WHAT TO WORK ON: Can you reproduce every line of the data below verbatim, leaving the pictures out?

(begin)

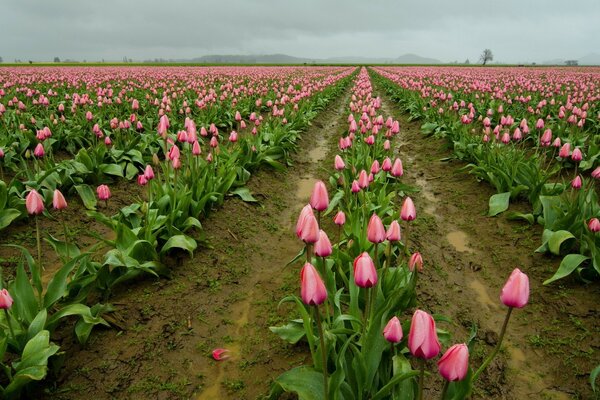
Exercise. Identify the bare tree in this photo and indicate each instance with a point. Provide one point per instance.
(486, 56)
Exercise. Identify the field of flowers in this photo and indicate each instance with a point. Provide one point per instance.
(108, 176)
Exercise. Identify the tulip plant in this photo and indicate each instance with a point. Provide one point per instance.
(527, 140)
(355, 292)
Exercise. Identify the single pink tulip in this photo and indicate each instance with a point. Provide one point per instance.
(340, 218)
(319, 199)
(221, 354)
(375, 230)
(339, 163)
(58, 200)
(393, 233)
(39, 151)
(454, 364)
(393, 331)
(594, 225)
(34, 203)
(422, 338)
(310, 230)
(306, 210)
(408, 211)
(5, 300)
(323, 245)
(415, 261)
(149, 172)
(103, 192)
(397, 169)
(515, 292)
(312, 288)
(365, 274)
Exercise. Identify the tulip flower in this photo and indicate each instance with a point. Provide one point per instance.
(312, 288)
(34, 203)
(454, 364)
(408, 212)
(515, 292)
(393, 331)
(422, 338)
(319, 199)
(323, 245)
(415, 261)
(375, 230)
(365, 274)
(221, 354)
(594, 225)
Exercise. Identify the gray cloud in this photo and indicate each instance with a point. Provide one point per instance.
(516, 30)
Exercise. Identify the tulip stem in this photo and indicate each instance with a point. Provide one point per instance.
(323, 354)
(444, 389)
(12, 333)
(496, 349)
(39, 243)
(421, 378)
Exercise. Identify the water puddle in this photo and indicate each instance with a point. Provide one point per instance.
(458, 240)
(430, 207)
(319, 152)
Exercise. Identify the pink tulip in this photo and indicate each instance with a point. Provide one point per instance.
(375, 230)
(365, 274)
(415, 261)
(454, 364)
(58, 200)
(319, 199)
(393, 331)
(339, 163)
(515, 292)
(397, 169)
(340, 218)
(34, 203)
(408, 211)
(221, 354)
(5, 300)
(323, 245)
(39, 151)
(103, 192)
(312, 288)
(149, 172)
(594, 225)
(393, 233)
(422, 338)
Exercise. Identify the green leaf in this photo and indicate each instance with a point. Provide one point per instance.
(499, 203)
(557, 239)
(245, 194)
(567, 265)
(88, 197)
(179, 241)
(304, 381)
(291, 333)
(8, 216)
(593, 377)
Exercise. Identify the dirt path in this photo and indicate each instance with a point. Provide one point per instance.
(553, 343)
(225, 297)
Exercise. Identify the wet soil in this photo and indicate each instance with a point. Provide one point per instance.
(226, 296)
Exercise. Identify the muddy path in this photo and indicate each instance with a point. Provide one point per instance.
(551, 345)
(225, 297)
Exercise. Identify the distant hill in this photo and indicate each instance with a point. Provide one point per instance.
(285, 59)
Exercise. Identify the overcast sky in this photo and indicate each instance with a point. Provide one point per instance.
(515, 30)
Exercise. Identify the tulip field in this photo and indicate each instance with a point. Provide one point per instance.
(317, 232)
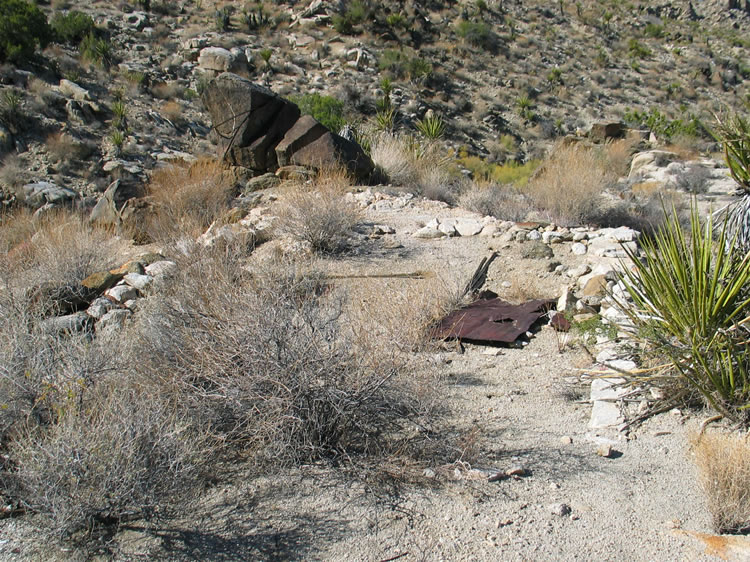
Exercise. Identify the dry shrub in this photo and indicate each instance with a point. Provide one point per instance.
(400, 313)
(617, 155)
(58, 247)
(13, 173)
(172, 110)
(64, 148)
(499, 201)
(724, 468)
(262, 363)
(188, 199)
(420, 168)
(87, 445)
(316, 213)
(568, 187)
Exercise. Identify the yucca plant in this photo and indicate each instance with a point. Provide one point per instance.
(432, 126)
(691, 306)
(733, 132)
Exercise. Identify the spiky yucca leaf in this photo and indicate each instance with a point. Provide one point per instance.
(733, 132)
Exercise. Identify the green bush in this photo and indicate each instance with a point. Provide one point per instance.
(691, 307)
(72, 27)
(23, 27)
(326, 110)
(478, 34)
(663, 126)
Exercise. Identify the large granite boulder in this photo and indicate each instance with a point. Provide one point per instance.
(263, 131)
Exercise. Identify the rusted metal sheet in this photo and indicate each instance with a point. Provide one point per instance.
(492, 320)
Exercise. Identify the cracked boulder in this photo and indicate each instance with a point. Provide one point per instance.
(263, 131)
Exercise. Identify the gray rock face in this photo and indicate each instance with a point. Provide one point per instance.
(264, 131)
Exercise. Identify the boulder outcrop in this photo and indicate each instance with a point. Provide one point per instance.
(262, 131)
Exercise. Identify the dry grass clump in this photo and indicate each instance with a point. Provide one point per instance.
(58, 247)
(13, 173)
(64, 148)
(500, 201)
(188, 199)
(420, 168)
(724, 465)
(568, 186)
(262, 362)
(317, 215)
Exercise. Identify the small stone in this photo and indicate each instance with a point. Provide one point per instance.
(99, 308)
(101, 281)
(605, 451)
(114, 319)
(534, 235)
(559, 509)
(537, 250)
(133, 266)
(428, 233)
(161, 268)
(516, 470)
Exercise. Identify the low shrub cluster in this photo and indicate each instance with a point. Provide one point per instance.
(317, 214)
(568, 185)
(404, 64)
(23, 28)
(72, 27)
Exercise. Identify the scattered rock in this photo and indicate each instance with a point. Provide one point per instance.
(559, 509)
(68, 324)
(536, 250)
(40, 193)
(122, 293)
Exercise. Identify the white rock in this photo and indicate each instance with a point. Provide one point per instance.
(448, 229)
(468, 227)
(121, 293)
(576, 272)
(578, 249)
(99, 308)
(428, 232)
(217, 59)
(533, 235)
(161, 268)
(605, 411)
(115, 318)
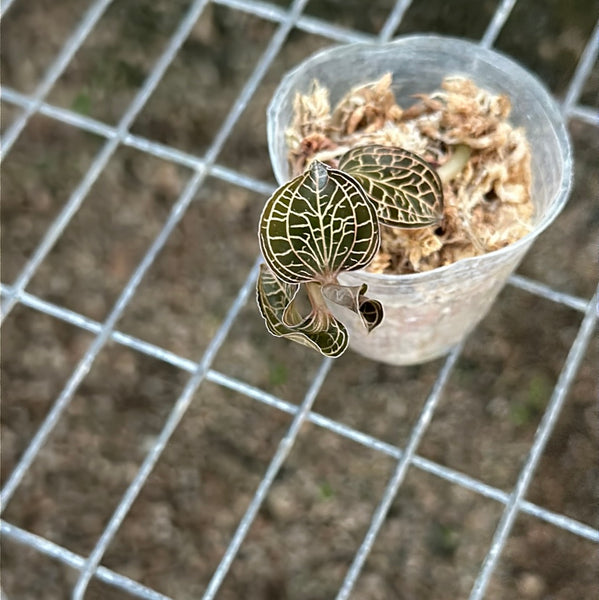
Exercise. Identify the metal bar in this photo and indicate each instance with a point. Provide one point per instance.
(48, 548)
(74, 42)
(86, 362)
(275, 465)
(398, 476)
(544, 291)
(306, 23)
(393, 20)
(185, 399)
(544, 430)
(584, 113)
(583, 69)
(497, 22)
(139, 143)
(102, 158)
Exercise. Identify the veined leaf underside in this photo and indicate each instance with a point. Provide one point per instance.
(320, 223)
(319, 331)
(406, 190)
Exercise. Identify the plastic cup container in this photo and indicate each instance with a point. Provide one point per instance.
(426, 314)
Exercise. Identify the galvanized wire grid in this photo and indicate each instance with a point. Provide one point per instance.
(15, 293)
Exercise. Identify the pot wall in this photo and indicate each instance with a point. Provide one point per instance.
(426, 314)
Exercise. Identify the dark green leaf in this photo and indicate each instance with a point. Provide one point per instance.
(354, 298)
(406, 190)
(319, 330)
(317, 225)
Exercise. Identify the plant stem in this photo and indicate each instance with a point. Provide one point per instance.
(455, 164)
(317, 300)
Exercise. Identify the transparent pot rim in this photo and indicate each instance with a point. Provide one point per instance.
(445, 44)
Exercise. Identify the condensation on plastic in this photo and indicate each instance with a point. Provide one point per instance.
(426, 314)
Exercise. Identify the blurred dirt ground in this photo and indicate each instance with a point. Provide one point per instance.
(317, 513)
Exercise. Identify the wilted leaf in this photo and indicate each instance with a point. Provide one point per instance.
(353, 297)
(319, 330)
(406, 190)
(317, 225)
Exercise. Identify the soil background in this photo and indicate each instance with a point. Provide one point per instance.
(304, 538)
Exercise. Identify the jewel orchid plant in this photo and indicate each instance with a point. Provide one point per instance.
(329, 220)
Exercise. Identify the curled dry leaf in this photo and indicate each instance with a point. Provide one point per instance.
(318, 330)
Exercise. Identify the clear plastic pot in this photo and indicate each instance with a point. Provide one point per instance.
(426, 314)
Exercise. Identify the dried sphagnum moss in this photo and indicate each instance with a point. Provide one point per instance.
(487, 204)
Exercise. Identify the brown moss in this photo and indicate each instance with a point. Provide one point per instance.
(487, 204)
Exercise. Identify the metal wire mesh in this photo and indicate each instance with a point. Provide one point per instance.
(15, 293)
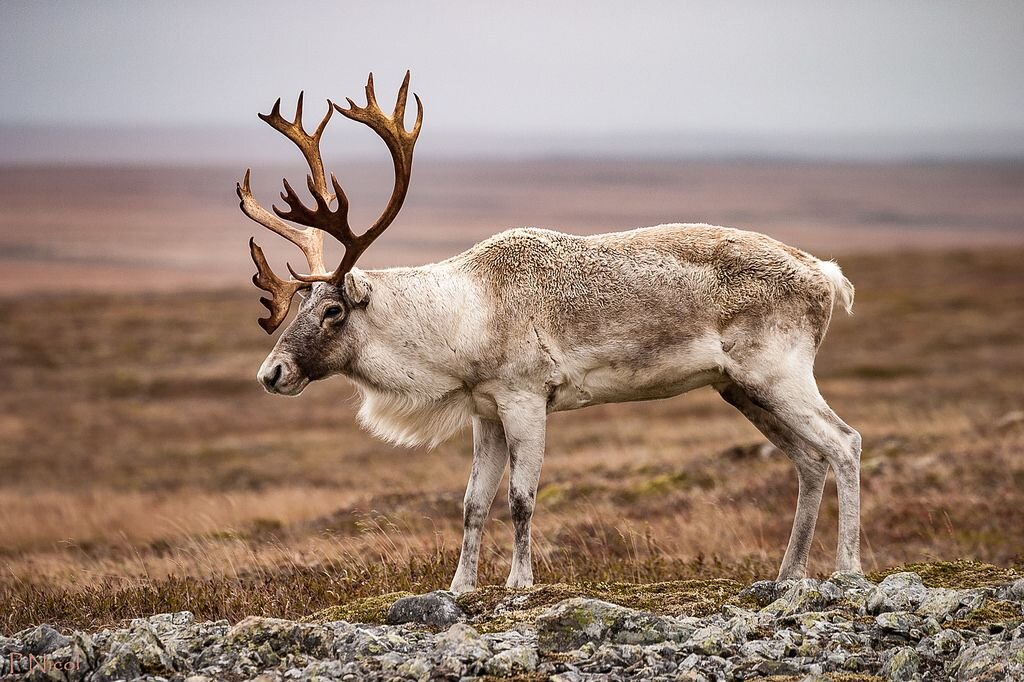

(end)

TASK RESPONSE:
Exercise. Identify the bare tree in this photo and indicate each instance with a point. Provide one point per instance.
(486, 56)
Exercise. Identify the field of flowers in this photo and indicate each instance with a point. Provide one point per instance.
(108, 176)
Exercise. Identify the tulip plant in this photo and indicate each instance with a point. Provide one point per instance.
(527, 140)
(355, 292)
Exercise. Identify the single pink tulip in this photo and indicate each instance with a point. Provide one point per instance.
(340, 218)
(319, 199)
(221, 354)
(375, 230)
(339, 163)
(58, 200)
(393, 233)
(39, 151)
(454, 364)
(393, 331)
(594, 225)
(34, 203)
(422, 338)
(310, 230)
(306, 210)
(408, 211)
(5, 300)
(323, 245)
(415, 261)
(149, 172)
(103, 192)
(397, 169)
(515, 292)
(312, 288)
(365, 274)
Exercise. Identify the tulip flower in this photo and indicate each instance with a point. Provide one point per instance.
(312, 288)
(34, 203)
(454, 364)
(408, 212)
(515, 292)
(393, 331)
(422, 338)
(319, 199)
(323, 245)
(415, 261)
(375, 230)
(365, 274)
(221, 354)
(594, 225)
Exercise. Identify the gray cloud in this photo and indicate each instance with a point. Provide one point per instance.
(516, 30)
Exercise. Identify the tulip stem in this photo and indicate each instance with a point. Provide one point per instance.
(323, 354)
(444, 389)
(12, 333)
(496, 349)
(39, 243)
(421, 378)
Exercise. Identify the water puddle in this photo and indicate each instance with a point. Provide one point per instance.
(458, 240)
(430, 207)
(319, 152)
Exercise. Identify the pink tulip in this photo and indicate each instance with a point. Provide one point per instance.
(375, 230)
(365, 274)
(415, 261)
(454, 364)
(58, 200)
(319, 199)
(393, 331)
(339, 163)
(515, 292)
(397, 169)
(340, 218)
(34, 203)
(408, 211)
(221, 354)
(5, 300)
(323, 245)
(39, 151)
(103, 192)
(312, 288)
(149, 172)
(594, 225)
(393, 233)
(422, 338)
Exercise. Identify the green leaf in this photo and indicate each instance with a point. Provide one point per instance.
(499, 203)
(557, 239)
(245, 194)
(567, 265)
(88, 197)
(179, 241)
(304, 381)
(291, 333)
(8, 216)
(593, 377)
Exercise. Identify the dirt path in this photo and indicate each instance with a point. Provide one point per instance.
(553, 343)
(225, 297)
Exercise. Identify the wet soil in this photo and indicate each instance with a point. Provide one point per instance.
(226, 296)
Exercise. Identify the muddy path in this photo and indicate each instance with a point. Provide one point per instance.
(551, 345)
(225, 297)
Exercise. Identify the distant hill in this photo and indicate each instance with a point. Provide one point per instance.
(285, 59)
Exercise. Identify the overcast sky in this photo and indicate each instance with a point. Provide one point per instance.
(515, 30)
Exercise. Identify the tulip field in this photo and indicate each instance with a point. Provide one point per instance.
(317, 232)
Exercise. Identify the dry shrub in this photo and indicate each instance with a point. Provide one point per instance.
(400, 313)
(617, 155)
(58, 247)
(13, 173)
(172, 110)
(64, 148)
(499, 201)
(724, 468)
(262, 363)
(188, 199)
(420, 168)
(87, 445)
(316, 213)
(568, 187)
Exercise. Identify the yucca plant in this photo and indicate each instance with a point. Provide one point per instance.
(432, 126)
(691, 306)
(733, 132)
Exercise. Identify the spiky yucca leaf in this photo and indicate each instance with a point. Provide one point per instance.
(733, 132)
Exercise. Identify the green bush in this photo and indicate each instance with a point. Provide one point per instance.
(691, 307)
(72, 27)
(23, 27)
(326, 110)
(478, 34)
(663, 126)
Exercise. Identify the large granite boulder in this photo and indicate each instance with a point. Provide one point per instance.
(263, 131)
Exercise. Identify the rusted metal sheet in this photo and indicate each instance with a point. Provide one point per instance.
(492, 320)
Exercise. Identify the cracked boulder in this photo and indicate each instance with a point. Provide one point per instance.
(263, 131)
Exercise. Identify the gray rock face in this photo and indicate each instance with a point. Provide one point per instance.
(264, 131)
Exercise. Identify the boulder outcrop in this photo and indicate each instance with a point. Provide one point per instance.
(262, 131)
Exercise. Identify the dry grass clump in this photo and indicate each instance with a point. Provide one point per instance.
(58, 247)
(13, 173)
(64, 148)
(500, 201)
(188, 199)
(420, 168)
(724, 465)
(568, 186)
(262, 362)
(317, 215)
Exercise. Identify the small stone in this photo and indicate each instance with a point. Provide one point per instance.
(99, 308)
(101, 281)
(605, 451)
(114, 319)
(534, 235)
(559, 509)
(537, 250)
(133, 266)
(428, 233)
(161, 268)
(516, 470)
Exercise. Identify the low shrub cluster in this photo and indicate each instance with a point. Provide one point per instance.
(317, 214)
(568, 185)
(404, 64)
(23, 28)
(72, 27)
Exercise. Identify the scattered rock in this photo and indicate each instance with a point. Provide one point per instance.
(559, 509)
(68, 324)
(536, 250)
(40, 193)
(122, 293)
Exercise. Identify the white rock in this photo and indicate each instance with a point. Provide one point per instance.
(448, 229)
(468, 227)
(121, 293)
(576, 272)
(578, 249)
(99, 308)
(428, 232)
(217, 59)
(533, 235)
(161, 268)
(605, 411)
(115, 318)
Exercise. Identify the metal bar in this photo and indicate each instance with a point. Provide one point per instance.
(48, 548)
(74, 42)
(86, 362)
(275, 465)
(398, 476)
(544, 291)
(306, 23)
(393, 20)
(185, 399)
(544, 430)
(584, 113)
(583, 69)
(497, 22)
(139, 143)
(102, 158)
Exercise. Identify the veined leaf underside in this photo and indicate each instance with a point. Provide one point per instance.
(320, 223)
(319, 331)
(406, 190)
Exercise. Identify the plastic cup container in this photo and indicate each instance with a point. Provide one point per instance.
(426, 314)
Exercise. Identify the galvanized wire grid in this photo and indicate each instance with a point. Provide one point per instance.
(15, 293)
Exercise. Identify the pot wall in this photo and indicate each instance with a point. Provide one point per instance.
(426, 314)
Exercise. Identify the dark green leaf in this photo and indicate each instance with a point. Provide one point per instance.
(354, 298)
(406, 190)
(319, 330)
(317, 225)
Exercise. Identify the plant stem in this photo and indicate each instance with a point. Provide one point per instance.
(455, 164)
(317, 300)
Exercise. Identify the transparent pot rim in this photo and indicate each instance with a point. Provide one point per instance.
(445, 44)
Exercise. Identify the condensation on plastic in this photo and indicate each instance with a point. Provide one point per instance.
(426, 314)
Exercise. Identify the blurred dirt ground in this photo and indicate each instance with a point. Provide one point per instance.
(317, 513)
Exercise. Identify the wilted leaf in this photo and indicate each instance with a point. Provide one point per instance.
(353, 297)
(319, 330)
(406, 190)
(317, 225)
Exercise. Identify the soil background in this photo and indicate each instance with a point. Provide one point per instance.
(304, 538)
Exercise. Identify the jewel orchid plant in this photo and indicate each instance with a point. Provide one point per instance.
(329, 220)
Exercise. Identify the curled dry leaf in this photo and indicate each instance with a point. Provide one point per instance.
(318, 330)
Exercise. Identify the clear plastic pot in this photo and indicate each instance with a point. Provide one point per instance.
(426, 314)
Exercise. Identify the dried sphagnum moss in this photo and indicate each instance with a point. Provide one point per instance.
(487, 204)
Exercise. Identify the brown moss in this photo and indicate each instance with a point. Provide one point per instance.
(487, 204)
Exercise. Identify the metal wire mesh in this photo and indicate each instance with a point. Provide one point per instance.
(15, 293)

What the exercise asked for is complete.